Goal of the exercise: Transcribe all the entries that follow, leaving nothing out.

Given entries:
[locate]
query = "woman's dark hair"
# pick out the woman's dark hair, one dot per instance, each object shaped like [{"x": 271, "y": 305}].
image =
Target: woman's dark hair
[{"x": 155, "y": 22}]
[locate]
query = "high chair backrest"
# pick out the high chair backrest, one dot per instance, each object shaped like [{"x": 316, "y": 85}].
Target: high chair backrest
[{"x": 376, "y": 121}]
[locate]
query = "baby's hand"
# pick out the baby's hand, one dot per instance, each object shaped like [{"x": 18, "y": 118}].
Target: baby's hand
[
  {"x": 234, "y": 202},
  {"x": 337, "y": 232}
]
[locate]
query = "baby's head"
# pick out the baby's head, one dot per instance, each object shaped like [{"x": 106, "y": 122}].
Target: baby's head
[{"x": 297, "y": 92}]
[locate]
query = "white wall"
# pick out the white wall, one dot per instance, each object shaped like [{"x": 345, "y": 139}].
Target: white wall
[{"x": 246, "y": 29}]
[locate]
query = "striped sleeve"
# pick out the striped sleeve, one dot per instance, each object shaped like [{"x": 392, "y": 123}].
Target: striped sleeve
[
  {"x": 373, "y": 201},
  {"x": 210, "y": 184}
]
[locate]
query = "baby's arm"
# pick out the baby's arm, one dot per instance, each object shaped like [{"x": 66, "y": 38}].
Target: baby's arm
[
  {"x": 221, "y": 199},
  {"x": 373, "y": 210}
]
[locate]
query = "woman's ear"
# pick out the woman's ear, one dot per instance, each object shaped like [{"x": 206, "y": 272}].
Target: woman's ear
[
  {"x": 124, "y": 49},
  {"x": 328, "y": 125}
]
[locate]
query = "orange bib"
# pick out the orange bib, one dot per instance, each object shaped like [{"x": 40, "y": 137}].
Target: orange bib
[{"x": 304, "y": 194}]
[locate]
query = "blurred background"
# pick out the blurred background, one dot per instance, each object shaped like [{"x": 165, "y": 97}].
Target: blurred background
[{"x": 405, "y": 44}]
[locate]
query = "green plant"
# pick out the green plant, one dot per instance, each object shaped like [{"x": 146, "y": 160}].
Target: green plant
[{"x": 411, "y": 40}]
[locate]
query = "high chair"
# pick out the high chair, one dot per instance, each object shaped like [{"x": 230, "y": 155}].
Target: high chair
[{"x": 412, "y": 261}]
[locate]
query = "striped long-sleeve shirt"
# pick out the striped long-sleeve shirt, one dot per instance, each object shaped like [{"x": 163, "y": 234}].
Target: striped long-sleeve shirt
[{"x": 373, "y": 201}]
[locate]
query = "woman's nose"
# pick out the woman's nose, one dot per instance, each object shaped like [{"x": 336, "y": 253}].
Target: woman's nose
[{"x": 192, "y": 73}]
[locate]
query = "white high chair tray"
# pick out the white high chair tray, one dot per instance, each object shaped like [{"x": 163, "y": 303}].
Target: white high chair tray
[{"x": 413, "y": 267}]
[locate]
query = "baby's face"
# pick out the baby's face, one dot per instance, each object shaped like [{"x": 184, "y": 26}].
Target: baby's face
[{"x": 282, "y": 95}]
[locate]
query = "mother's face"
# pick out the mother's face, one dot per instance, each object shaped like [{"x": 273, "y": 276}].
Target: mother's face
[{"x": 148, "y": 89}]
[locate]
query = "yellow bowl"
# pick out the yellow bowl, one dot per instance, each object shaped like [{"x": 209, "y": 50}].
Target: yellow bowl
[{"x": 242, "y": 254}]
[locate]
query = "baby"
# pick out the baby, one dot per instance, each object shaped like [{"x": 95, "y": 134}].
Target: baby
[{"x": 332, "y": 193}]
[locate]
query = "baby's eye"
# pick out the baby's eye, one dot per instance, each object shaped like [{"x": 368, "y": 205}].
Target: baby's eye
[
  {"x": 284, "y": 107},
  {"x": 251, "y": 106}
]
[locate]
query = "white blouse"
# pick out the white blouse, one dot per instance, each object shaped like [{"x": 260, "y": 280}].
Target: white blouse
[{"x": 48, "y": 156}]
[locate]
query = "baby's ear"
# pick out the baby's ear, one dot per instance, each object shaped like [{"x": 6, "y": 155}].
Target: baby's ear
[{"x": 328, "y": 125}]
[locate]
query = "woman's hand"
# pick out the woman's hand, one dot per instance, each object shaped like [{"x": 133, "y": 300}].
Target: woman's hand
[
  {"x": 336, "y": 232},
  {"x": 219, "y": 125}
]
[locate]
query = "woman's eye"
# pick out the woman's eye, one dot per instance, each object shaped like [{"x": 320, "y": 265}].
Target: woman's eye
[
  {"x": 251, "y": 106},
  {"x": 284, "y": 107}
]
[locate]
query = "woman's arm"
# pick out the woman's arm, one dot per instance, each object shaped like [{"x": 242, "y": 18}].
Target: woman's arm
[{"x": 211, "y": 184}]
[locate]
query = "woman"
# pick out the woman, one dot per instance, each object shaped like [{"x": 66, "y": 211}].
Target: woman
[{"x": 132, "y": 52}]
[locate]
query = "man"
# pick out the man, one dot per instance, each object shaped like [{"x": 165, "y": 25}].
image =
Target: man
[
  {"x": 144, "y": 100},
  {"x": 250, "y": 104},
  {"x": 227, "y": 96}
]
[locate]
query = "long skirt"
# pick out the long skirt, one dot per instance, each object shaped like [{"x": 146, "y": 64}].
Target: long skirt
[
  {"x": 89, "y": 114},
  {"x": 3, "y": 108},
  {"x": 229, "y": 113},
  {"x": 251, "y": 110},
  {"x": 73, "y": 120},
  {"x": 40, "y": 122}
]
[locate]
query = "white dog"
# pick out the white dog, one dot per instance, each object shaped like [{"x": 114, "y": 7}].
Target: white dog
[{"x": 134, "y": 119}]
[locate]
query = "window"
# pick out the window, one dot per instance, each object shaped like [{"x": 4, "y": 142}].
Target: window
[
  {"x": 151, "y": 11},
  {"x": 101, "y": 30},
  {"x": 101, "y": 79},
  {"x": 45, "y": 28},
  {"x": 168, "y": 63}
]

Result:
[locate]
query = "woman's dark hair"
# pick out the woman's dark hair, one dot per instance, each object shaped like [{"x": 271, "y": 305}].
image =
Target: woman's dark hair
[{"x": 155, "y": 22}]
[locate]
query = "high chair backrest"
# pick out the high chair backrest, one dot per instance, each object shaped like [{"x": 316, "y": 85}].
Target: high chair backrest
[{"x": 376, "y": 121}]
[locate]
query = "baby's hand"
# pick out the baby's hand, one dot per instance, each object shaped like [{"x": 18, "y": 118}].
Target: baby's hand
[
  {"x": 234, "y": 202},
  {"x": 337, "y": 232}
]
[locate]
query = "baby's head"
# pick out the baby's head, one dot per instance, each object shaped like [{"x": 106, "y": 122}].
Target: baby's head
[{"x": 297, "y": 92}]
[locate]
query = "white wall"
# pick out the white wall, one dot per instance, each object shaped like [{"x": 345, "y": 139}].
Target: white wall
[{"x": 246, "y": 29}]
[locate]
query = "striped sleeve"
# pick out the striped sleeve, one dot per instance, each object shaped like [{"x": 392, "y": 123}].
Target: striped sleeve
[
  {"x": 373, "y": 201},
  {"x": 210, "y": 184}
]
[locate]
query = "baby's arm"
# pick out the baby's arm, one dot per instance, each object shaped like [{"x": 66, "y": 38}].
Target: baby's arm
[
  {"x": 221, "y": 199},
  {"x": 373, "y": 210}
]
[locate]
query = "woman's ear"
# pick out the woman's ear, one dot per instance, each object shaped like [{"x": 206, "y": 272}].
Target: woman's ear
[
  {"x": 124, "y": 49},
  {"x": 328, "y": 125}
]
[locate]
query = "orange bib"
# pick out the orange bib, one dot per instance, each object shaped like [{"x": 40, "y": 137}].
Target: orange bib
[{"x": 304, "y": 194}]
[locate]
query = "blurred background"
# pick out the blurred background, one dot per instance, each object shaped like [{"x": 165, "y": 97}].
Target: blurred background
[{"x": 405, "y": 44}]
[locate]
query = "green plant"
# pick out the green plant, one dot per instance, each object shaped like [{"x": 146, "y": 160}].
Target: green plant
[{"x": 411, "y": 40}]
[locate]
query = "high chair"
# pick out the high chair, one dot per instance, each object shaped like [{"x": 230, "y": 155}].
Target: high chair
[{"x": 412, "y": 261}]
[locate]
query = "striped long-sleeve shirt"
# pick out the striped long-sleeve shirt, one dot per instance, each object shaped like [{"x": 163, "y": 234}].
Target: striped long-sleeve shirt
[{"x": 373, "y": 201}]
[locate]
query = "woman's nose"
# pick out the woman's nose, one dot per instance, each object shaped like [{"x": 336, "y": 253}].
Target: woman's nose
[{"x": 192, "y": 73}]
[locate]
query = "white high chair tray"
# pick out the white high chair tray, one dot per instance, each object shaped like [{"x": 163, "y": 303}].
Target: white high chair tray
[{"x": 413, "y": 267}]
[locate]
query = "baby's face"
# pick out the baby's face, one dot per instance, each object shaped like [{"x": 184, "y": 26}].
Target: baby's face
[{"x": 282, "y": 95}]
[locate]
query = "mother's face"
# pick out the mother's face, one dot per instance, each object shaped like [{"x": 273, "y": 276}].
Target: mother's face
[{"x": 148, "y": 89}]
[locate]
query = "yellow bowl"
# pick out the yellow bowl, one dot per instance, each object shaped like [{"x": 209, "y": 50}].
Target: yellow bowl
[{"x": 242, "y": 254}]
[locate]
query = "baby"
# pick out the baby, one dot per instance, each object shaped like [{"x": 95, "y": 134}].
Target: baby
[{"x": 332, "y": 193}]
[locate]
query = "baby's eye"
# pick out the baby's eye, one dot per instance, each object shaped like [{"x": 368, "y": 205}].
Target: baby's eye
[
  {"x": 284, "y": 107},
  {"x": 251, "y": 106}
]
[locate]
query = "white blouse"
# pick out the white blouse, one dot per instance, each object shaped like [{"x": 260, "y": 280}].
Target: white blouse
[{"x": 48, "y": 156}]
[locate]
query = "baby's ear"
# pick out the baby's ear, one dot per instance, each object shaped like [{"x": 6, "y": 155}].
Target: baby's ear
[{"x": 328, "y": 125}]
[locate]
query = "woman's hand"
# pick out the woman's hand, one dot per instance, each object shaped like [{"x": 133, "y": 300}].
Target: woman's hand
[
  {"x": 336, "y": 232},
  {"x": 219, "y": 125}
]
[locate]
query = "woman's eye"
# pick out the woman's eye, one dot per instance, each object shaped like [{"x": 320, "y": 265}].
Target: woman's eye
[
  {"x": 251, "y": 106},
  {"x": 284, "y": 107}
]
[locate]
query = "woman's arm"
# pick out the woman's arm, one dot per instance, each object shaped like [{"x": 242, "y": 18}].
Target: woman's arm
[{"x": 211, "y": 184}]
[locate]
query = "woman"
# pick out the woman, one dot per instance, each object shaped like [{"x": 66, "y": 211}].
Target: woman
[{"x": 132, "y": 52}]
[locate]
query = "man"
# pick out the man, one dot per instance, each object shaped like [{"x": 165, "y": 25}].
image =
Target: man
[
  {"x": 144, "y": 100},
  {"x": 250, "y": 104},
  {"x": 227, "y": 96}
]
[locate]
query = "long skirt"
# pick out the long skirt, one dot per instance, each object shaped like [{"x": 146, "y": 64}].
Target: long skirt
[
  {"x": 89, "y": 114},
  {"x": 3, "y": 108},
  {"x": 229, "y": 113},
  {"x": 251, "y": 110},
  {"x": 73, "y": 120},
  {"x": 40, "y": 122}
]
[locate]
query = "white dog"
# pick out the white dog, one dot per instance, each object shaped like [{"x": 114, "y": 7}].
Target: white dog
[{"x": 134, "y": 119}]
[locate]
query = "window"
# pick out the window, one dot per instance, each object shaped like [{"x": 4, "y": 142}].
Target: window
[
  {"x": 151, "y": 11},
  {"x": 101, "y": 30},
  {"x": 101, "y": 79},
  {"x": 45, "y": 28},
  {"x": 168, "y": 63}
]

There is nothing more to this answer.